== WHAT IS NEEDED ==
Your task is to transcribe the entries below exactly, beginning with the line containing "Labeling batch C. For the image above, tag the tree" and ending with the final line, and to add nothing else.

== DATA SHOWN ==
□ □ □ □ □ □ □

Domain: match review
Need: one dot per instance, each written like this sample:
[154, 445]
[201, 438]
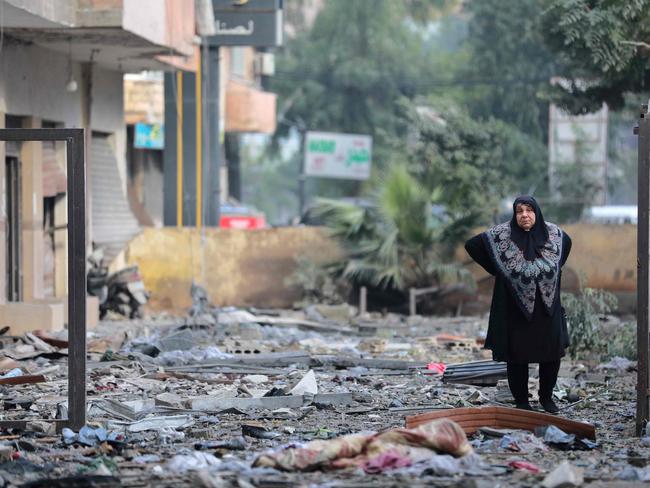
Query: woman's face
[525, 215]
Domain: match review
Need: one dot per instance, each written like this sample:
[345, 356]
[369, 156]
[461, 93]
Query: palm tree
[403, 238]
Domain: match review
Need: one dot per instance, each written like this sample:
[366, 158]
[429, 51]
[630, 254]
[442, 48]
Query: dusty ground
[188, 365]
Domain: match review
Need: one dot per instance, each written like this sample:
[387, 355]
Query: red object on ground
[438, 367]
[525, 466]
[242, 222]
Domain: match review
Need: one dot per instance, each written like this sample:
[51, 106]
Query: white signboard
[333, 155]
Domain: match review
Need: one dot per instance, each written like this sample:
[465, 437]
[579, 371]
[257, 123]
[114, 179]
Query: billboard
[257, 23]
[333, 155]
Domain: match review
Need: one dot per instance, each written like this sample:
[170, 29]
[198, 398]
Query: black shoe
[549, 405]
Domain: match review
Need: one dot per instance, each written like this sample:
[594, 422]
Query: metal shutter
[113, 222]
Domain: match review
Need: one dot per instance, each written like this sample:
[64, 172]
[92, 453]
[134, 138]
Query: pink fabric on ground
[373, 452]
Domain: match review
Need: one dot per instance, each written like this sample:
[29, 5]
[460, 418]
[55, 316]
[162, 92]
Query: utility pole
[302, 178]
[213, 153]
[643, 276]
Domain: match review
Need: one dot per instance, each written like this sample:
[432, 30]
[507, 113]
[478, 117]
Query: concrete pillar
[31, 160]
[3, 217]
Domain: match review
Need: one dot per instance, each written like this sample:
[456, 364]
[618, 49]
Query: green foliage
[347, 73]
[603, 47]
[584, 312]
[622, 342]
[316, 282]
[474, 163]
[394, 242]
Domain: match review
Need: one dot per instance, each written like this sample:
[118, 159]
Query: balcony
[249, 109]
[123, 35]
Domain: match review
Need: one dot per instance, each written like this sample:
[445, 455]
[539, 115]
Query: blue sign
[149, 136]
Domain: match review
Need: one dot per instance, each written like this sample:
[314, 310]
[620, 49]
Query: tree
[347, 73]
[603, 46]
[476, 162]
[509, 64]
[396, 241]
[446, 180]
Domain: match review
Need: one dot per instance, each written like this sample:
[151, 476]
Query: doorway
[12, 250]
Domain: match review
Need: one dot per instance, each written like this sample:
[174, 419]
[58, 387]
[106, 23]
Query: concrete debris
[306, 385]
[194, 401]
[566, 475]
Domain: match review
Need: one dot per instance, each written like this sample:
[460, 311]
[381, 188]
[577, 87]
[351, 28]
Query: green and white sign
[332, 155]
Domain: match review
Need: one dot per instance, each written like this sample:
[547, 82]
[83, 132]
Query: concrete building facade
[61, 65]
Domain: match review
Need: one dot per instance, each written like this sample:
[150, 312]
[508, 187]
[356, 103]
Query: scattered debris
[168, 400]
[374, 453]
[503, 417]
[564, 476]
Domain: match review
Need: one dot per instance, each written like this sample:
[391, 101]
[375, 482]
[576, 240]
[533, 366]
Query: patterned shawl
[524, 276]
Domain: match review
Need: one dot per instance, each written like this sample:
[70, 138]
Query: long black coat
[512, 337]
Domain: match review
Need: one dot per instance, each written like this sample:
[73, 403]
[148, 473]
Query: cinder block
[28, 316]
[92, 309]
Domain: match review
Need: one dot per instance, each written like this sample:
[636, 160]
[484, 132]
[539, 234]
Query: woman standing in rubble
[527, 323]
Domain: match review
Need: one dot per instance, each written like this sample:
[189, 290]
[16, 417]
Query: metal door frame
[643, 272]
[76, 193]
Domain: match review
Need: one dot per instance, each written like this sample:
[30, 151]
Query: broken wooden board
[371, 363]
[471, 419]
[210, 403]
[272, 359]
[23, 380]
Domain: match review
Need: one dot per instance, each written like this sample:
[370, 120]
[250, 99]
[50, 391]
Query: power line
[304, 76]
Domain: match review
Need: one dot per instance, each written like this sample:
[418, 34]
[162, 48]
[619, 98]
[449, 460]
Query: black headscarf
[530, 242]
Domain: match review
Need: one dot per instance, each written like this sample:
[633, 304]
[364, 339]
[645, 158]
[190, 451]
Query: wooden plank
[503, 417]
[23, 380]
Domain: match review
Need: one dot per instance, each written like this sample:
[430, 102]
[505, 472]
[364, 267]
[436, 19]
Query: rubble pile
[231, 397]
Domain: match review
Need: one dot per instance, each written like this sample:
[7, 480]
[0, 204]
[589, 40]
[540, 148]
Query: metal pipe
[643, 261]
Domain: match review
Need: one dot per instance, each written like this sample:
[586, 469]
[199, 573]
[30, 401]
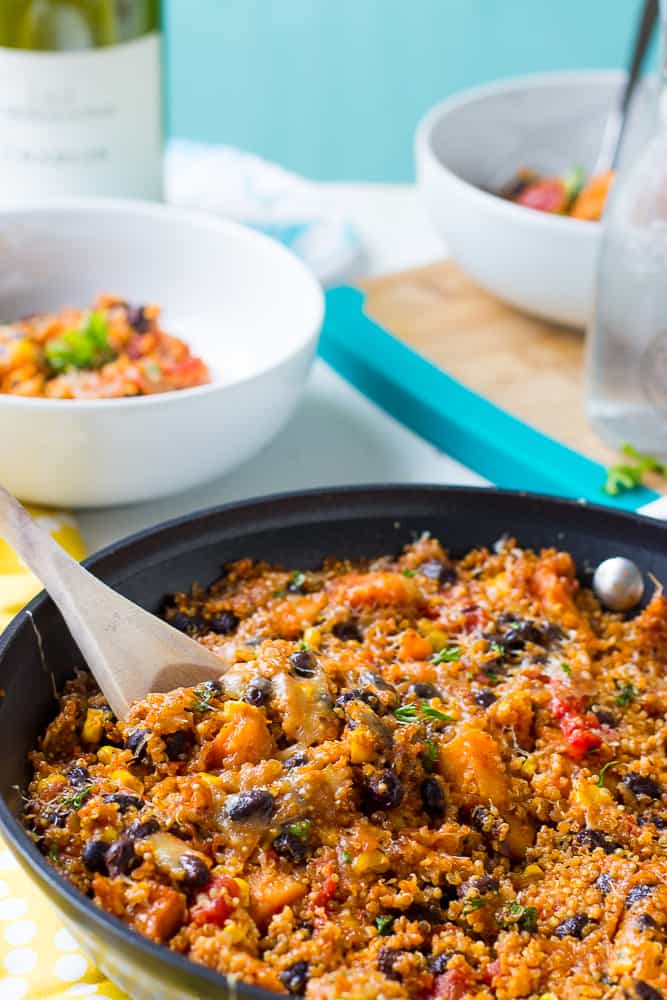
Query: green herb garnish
[626, 693]
[474, 903]
[74, 802]
[524, 917]
[603, 770]
[384, 924]
[202, 702]
[624, 476]
[300, 829]
[414, 713]
[447, 655]
[86, 347]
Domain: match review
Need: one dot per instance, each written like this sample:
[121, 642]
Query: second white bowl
[242, 301]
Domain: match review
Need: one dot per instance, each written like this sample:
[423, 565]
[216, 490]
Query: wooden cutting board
[531, 368]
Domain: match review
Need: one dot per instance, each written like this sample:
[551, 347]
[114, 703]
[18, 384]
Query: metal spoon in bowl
[129, 651]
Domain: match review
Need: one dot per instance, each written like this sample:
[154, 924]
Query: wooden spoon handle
[130, 652]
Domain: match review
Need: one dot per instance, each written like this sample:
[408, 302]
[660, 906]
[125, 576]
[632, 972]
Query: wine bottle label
[81, 122]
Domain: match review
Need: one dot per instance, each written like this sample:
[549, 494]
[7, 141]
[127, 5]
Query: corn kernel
[438, 639]
[93, 727]
[370, 861]
[313, 638]
[126, 779]
[361, 747]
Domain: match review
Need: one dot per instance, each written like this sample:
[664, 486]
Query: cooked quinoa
[109, 351]
[418, 777]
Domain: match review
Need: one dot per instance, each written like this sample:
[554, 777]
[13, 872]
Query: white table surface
[336, 436]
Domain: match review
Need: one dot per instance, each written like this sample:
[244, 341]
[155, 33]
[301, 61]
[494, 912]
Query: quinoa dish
[418, 777]
[110, 351]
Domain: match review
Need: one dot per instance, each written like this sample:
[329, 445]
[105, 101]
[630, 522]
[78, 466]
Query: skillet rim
[334, 501]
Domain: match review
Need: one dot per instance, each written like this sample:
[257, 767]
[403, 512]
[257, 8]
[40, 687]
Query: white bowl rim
[150, 209]
[527, 81]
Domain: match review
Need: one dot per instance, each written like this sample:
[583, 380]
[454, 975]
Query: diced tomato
[451, 985]
[218, 902]
[581, 729]
[548, 195]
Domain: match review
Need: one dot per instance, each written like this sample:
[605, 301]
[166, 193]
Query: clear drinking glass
[627, 341]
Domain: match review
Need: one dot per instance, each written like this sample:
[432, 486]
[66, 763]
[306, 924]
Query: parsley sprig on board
[626, 476]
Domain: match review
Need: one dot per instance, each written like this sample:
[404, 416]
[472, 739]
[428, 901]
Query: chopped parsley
[603, 770]
[300, 829]
[524, 917]
[474, 903]
[74, 802]
[384, 924]
[626, 693]
[624, 476]
[202, 702]
[416, 713]
[85, 347]
[447, 655]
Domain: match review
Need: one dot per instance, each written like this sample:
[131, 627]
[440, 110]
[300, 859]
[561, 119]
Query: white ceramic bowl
[544, 264]
[242, 301]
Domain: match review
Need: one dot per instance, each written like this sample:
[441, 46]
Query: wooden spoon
[129, 651]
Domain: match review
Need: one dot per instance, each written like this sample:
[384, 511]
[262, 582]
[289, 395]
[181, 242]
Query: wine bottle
[80, 99]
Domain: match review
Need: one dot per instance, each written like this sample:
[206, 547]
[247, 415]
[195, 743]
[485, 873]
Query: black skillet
[298, 531]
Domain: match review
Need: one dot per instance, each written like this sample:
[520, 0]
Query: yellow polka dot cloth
[39, 959]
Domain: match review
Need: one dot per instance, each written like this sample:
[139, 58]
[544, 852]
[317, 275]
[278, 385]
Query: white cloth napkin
[248, 189]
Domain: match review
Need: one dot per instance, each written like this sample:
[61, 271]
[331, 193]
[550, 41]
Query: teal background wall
[334, 88]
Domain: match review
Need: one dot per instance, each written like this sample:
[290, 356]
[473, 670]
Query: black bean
[224, 624]
[295, 978]
[78, 777]
[644, 991]
[434, 569]
[425, 913]
[637, 893]
[138, 319]
[288, 845]
[605, 718]
[641, 786]
[124, 801]
[433, 798]
[93, 856]
[120, 857]
[485, 698]
[179, 744]
[196, 871]
[387, 958]
[303, 663]
[296, 760]
[596, 838]
[604, 883]
[645, 922]
[137, 742]
[138, 829]
[347, 631]
[384, 789]
[438, 964]
[422, 689]
[658, 821]
[258, 691]
[573, 927]
[256, 804]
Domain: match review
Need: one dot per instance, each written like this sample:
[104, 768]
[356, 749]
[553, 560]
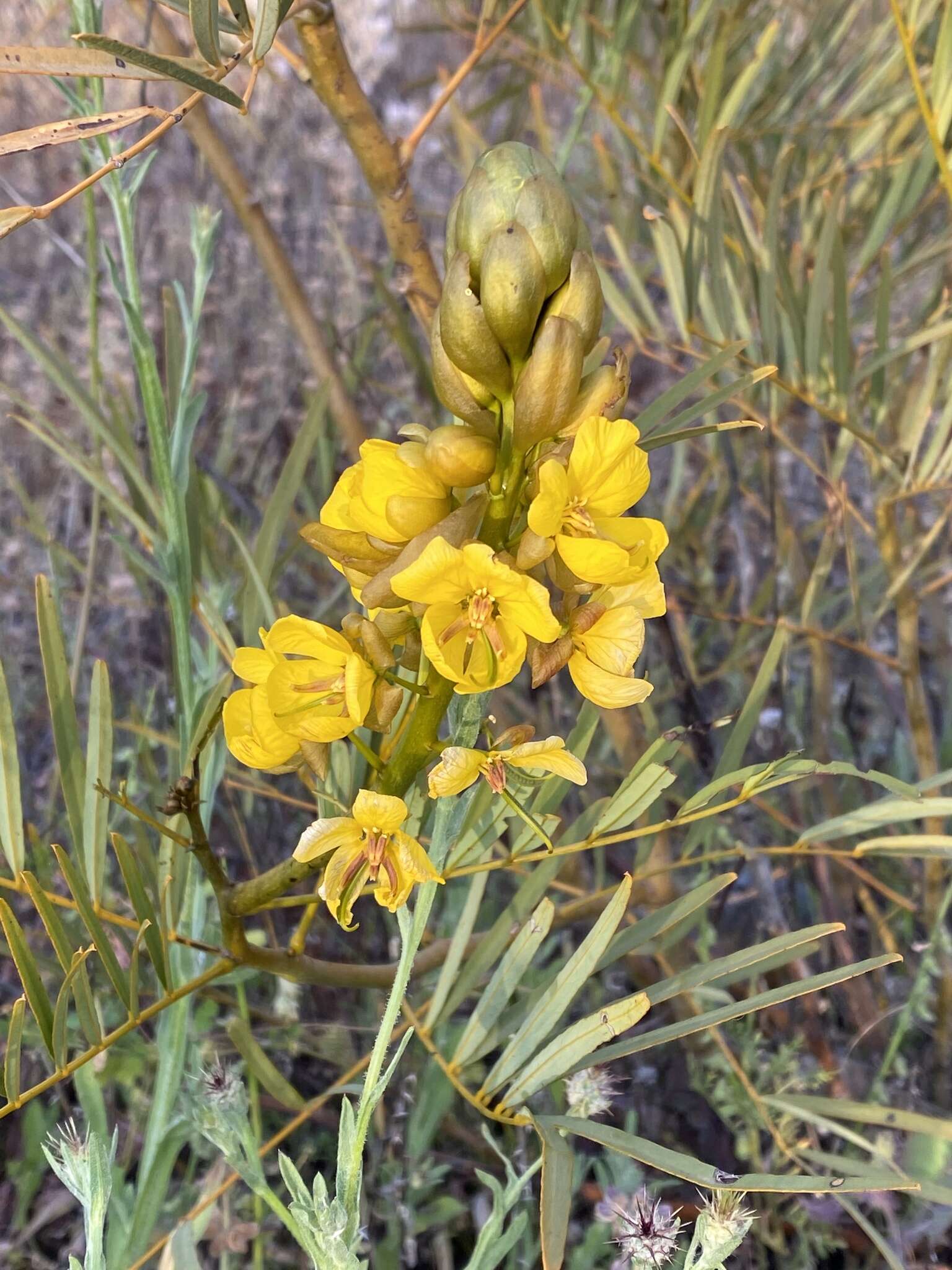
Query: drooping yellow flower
[579, 507]
[606, 646]
[459, 768]
[315, 685]
[391, 493]
[479, 613]
[252, 732]
[367, 845]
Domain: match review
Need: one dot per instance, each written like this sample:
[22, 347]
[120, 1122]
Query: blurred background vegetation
[770, 196]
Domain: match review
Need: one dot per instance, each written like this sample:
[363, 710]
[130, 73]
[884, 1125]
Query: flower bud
[466, 334]
[461, 456]
[513, 182]
[549, 384]
[460, 394]
[580, 299]
[512, 287]
[602, 393]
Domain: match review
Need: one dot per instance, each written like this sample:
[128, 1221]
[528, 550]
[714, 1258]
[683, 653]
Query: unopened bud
[466, 334]
[387, 699]
[512, 287]
[461, 456]
[376, 646]
[460, 394]
[602, 393]
[549, 385]
[580, 299]
[513, 182]
[532, 550]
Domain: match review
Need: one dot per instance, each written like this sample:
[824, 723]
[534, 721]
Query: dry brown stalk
[335, 84]
[271, 252]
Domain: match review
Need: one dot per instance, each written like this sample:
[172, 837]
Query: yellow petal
[358, 687]
[524, 603]
[438, 575]
[484, 670]
[301, 636]
[615, 642]
[547, 507]
[379, 810]
[324, 836]
[310, 716]
[255, 748]
[607, 690]
[412, 865]
[546, 756]
[253, 665]
[333, 884]
[593, 559]
[457, 769]
[645, 595]
[607, 468]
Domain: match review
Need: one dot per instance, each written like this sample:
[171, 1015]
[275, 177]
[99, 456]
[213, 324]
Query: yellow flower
[252, 732]
[391, 493]
[457, 768]
[315, 685]
[479, 613]
[367, 845]
[606, 644]
[580, 508]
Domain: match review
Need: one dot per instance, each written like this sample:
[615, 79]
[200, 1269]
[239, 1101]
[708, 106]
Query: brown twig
[335, 84]
[408, 148]
[271, 252]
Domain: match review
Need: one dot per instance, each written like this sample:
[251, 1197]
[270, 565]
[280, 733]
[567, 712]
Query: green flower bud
[513, 182]
[603, 393]
[549, 385]
[460, 394]
[466, 334]
[460, 456]
[580, 299]
[512, 287]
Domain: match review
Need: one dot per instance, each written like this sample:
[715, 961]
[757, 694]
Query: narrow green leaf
[203, 16]
[12, 1054]
[890, 810]
[144, 908]
[99, 768]
[868, 1113]
[61, 1013]
[167, 68]
[456, 951]
[568, 985]
[281, 507]
[84, 906]
[262, 1067]
[63, 710]
[739, 1009]
[641, 933]
[11, 807]
[676, 1163]
[267, 22]
[555, 1197]
[30, 974]
[744, 959]
[506, 980]
[632, 798]
[669, 438]
[575, 1044]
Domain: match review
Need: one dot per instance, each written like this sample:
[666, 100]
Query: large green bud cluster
[522, 303]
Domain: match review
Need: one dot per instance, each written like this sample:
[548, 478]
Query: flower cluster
[499, 541]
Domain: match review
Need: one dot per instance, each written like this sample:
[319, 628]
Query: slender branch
[335, 84]
[483, 45]
[271, 252]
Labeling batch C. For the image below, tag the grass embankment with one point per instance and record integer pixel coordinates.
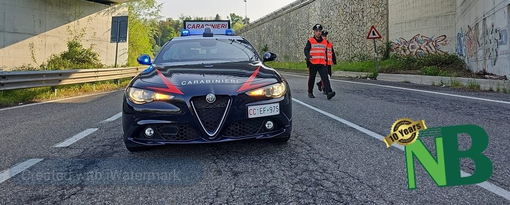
(434, 65)
(15, 97)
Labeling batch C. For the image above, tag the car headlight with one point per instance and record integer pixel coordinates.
(141, 96)
(273, 91)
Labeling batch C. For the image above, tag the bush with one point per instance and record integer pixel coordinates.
(76, 57)
(358, 57)
(430, 70)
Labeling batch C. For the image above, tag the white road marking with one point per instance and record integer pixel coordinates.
(18, 168)
(486, 185)
(76, 137)
(113, 118)
(40, 103)
(415, 90)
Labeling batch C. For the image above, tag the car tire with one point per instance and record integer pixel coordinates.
(280, 139)
(132, 147)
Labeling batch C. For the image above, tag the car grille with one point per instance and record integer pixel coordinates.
(243, 128)
(211, 115)
(177, 132)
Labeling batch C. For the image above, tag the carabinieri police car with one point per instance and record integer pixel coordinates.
(206, 86)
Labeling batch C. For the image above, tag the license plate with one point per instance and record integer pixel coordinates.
(263, 110)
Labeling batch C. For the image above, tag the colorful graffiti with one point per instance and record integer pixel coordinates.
(419, 45)
(489, 42)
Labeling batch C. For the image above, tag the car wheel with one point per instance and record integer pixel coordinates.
(280, 139)
(135, 148)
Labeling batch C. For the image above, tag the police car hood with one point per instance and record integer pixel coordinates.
(202, 79)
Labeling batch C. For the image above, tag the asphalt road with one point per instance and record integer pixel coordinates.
(333, 157)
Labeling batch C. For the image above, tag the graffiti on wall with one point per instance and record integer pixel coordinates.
(419, 45)
(489, 42)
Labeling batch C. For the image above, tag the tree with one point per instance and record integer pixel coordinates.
(142, 28)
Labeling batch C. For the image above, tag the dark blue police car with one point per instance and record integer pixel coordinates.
(204, 88)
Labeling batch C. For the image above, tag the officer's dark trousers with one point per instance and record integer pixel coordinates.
(323, 72)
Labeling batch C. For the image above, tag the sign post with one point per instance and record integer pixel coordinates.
(118, 32)
(374, 34)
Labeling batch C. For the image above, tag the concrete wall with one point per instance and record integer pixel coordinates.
(418, 27)
(348, 21)
(40, 28)
(482, 35)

□ □ □ □ □ □ □

== OUTPUT OF THE EXERCISE ==
Labeling batch C. For the image above, tag the tree with one point per instance and record integer pixel coordinates.
(142, 28)
Labeling batch C. For the image above, tag the dark blue police car with one point per instance and record integer pixel coordinates.
(204, 88)
Labeling batch C. For the image above, tag the officer's dark trousers with one point per instance and record integer pixel coordinates.
(323, 72)
Labeling batch C. For the image above, tag the sign post with one point per instance and record integer pixel coordinates.
(118, 32)
(374, 34)
Labeling batch C. For the image above, tag the concrete wall with one point per instance and record integer pixel coordinates.
(418, 27)
(348, 21)
(40, 28)
(482, 35)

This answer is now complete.